### [抜粋本文]

=-=-=

▼理化学研究所は12月19日の会見で、STAP細胞を再現することができなかったと発表した。2014年1月に華々しく登場したSTAP細胞だが、同年7月にはネイチャー誌が掲載した関連論文2本を「複数の誤りがある」として取り下げており、この時点で科学的根拠は失われていた。
▼STAP細胞論文の共著者の丹羽仁史氏は会見で研究不正防止策を問われ、苦渋の表情でこう述べている。「科学は性善説で成り立っている。私はこの研究に最後に加わったので、(筆頭著者の)小保方さんのデータを信じたが、それが問題だったかもしれない。しかし今後、共同研究者のデータを信じずに一から自分で出すことが良いことなのか、判断できない」
▼研究不正問題を受け、『背信の科学者たち』(講談社)という書籍が注目を集めている。同書は、ニュートンやメンデル、野口英世など歴史に名を残す科学者の不正から、1981年までに米国を中心に頻発した研究不正を分析。不正は科学の全歴史を通じてみられた現象であることを明らかにしている。
▼驚くのは、不正の発見は科学の自己規制機構「ピアレビュー」「審査制度」「追試」では難しいことを多数の実例で示していることだ。そして、立身出世主義を助長し報酬を与える組織の体質が欺瞞の誘因であるとし、「欺瞞は科学の中に存在することを認めることによってのみ、科学とそれに仕える者たちの本質が理解できる」と断じた。不正防止策については、発表内容と生データが一致するかどうかの確認が重要として、共同研究者はデータの真偽が不明な場合は論文に名前を記載すべきではないと指摘する。

=-=-=

### [提供情報]

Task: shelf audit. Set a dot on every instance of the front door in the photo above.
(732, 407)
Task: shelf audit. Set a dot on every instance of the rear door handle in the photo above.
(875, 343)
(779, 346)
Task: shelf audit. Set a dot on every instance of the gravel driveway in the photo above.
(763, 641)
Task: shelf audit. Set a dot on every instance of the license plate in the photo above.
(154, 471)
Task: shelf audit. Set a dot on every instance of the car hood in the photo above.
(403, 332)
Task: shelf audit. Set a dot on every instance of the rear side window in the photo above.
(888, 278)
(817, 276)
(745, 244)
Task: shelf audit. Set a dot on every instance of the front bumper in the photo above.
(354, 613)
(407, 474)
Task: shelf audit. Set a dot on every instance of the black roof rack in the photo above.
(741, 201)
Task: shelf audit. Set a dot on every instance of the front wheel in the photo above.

=-=-=

### [課題項目 1]
STAP細胞をめぐる文章で、『背信の科学者たち』が不正を分析した歴史に名を残す科学者として名前の挙がっている人物をすべて挙げよ。
### [課題項目 2]
STAP細胞をめぐる文章によると、ネイチャー誌が関連論文2本を取り下げたのはいつか。
### [課題項目 3]
STAP細胞をめぐる文章の最後の文に続けて、その先を書き進めよ。

### [回答欄 1]
ニュートン、メンデル、野口英世

### [回答欄 2]
2014年7月である。

### [回答欄 3]
▼科学の目的は一義的には真理の探求だ。しかし現代社会では国家が科学の産業化を推進し、研究成果が科学者の出世と報酬に直結している。科学者は不正の誘惑に常にさらされているといえる。実際に不正が行われれば、費やした研究費と時間を無駄にするのみならず、医学研究の場合では生命に影響が及び、社会的損失は大きい。
▼頻発する研究不正を受けて国は規制強化を進めているが、科学に対する社会の信頼を取り戻し、健全な研究土壌を育成するためには、まずは科学研究を担う日本の科学界自らが、研究不正を構造的問題と受け止め、防止策を社会に提示し、実行することが重要だ。研究不正を、功を焦った未熟な研究者の暴走と片づけてしまえば、重大な社会的損失を伴う研究不正が再発する余地を残すことになる。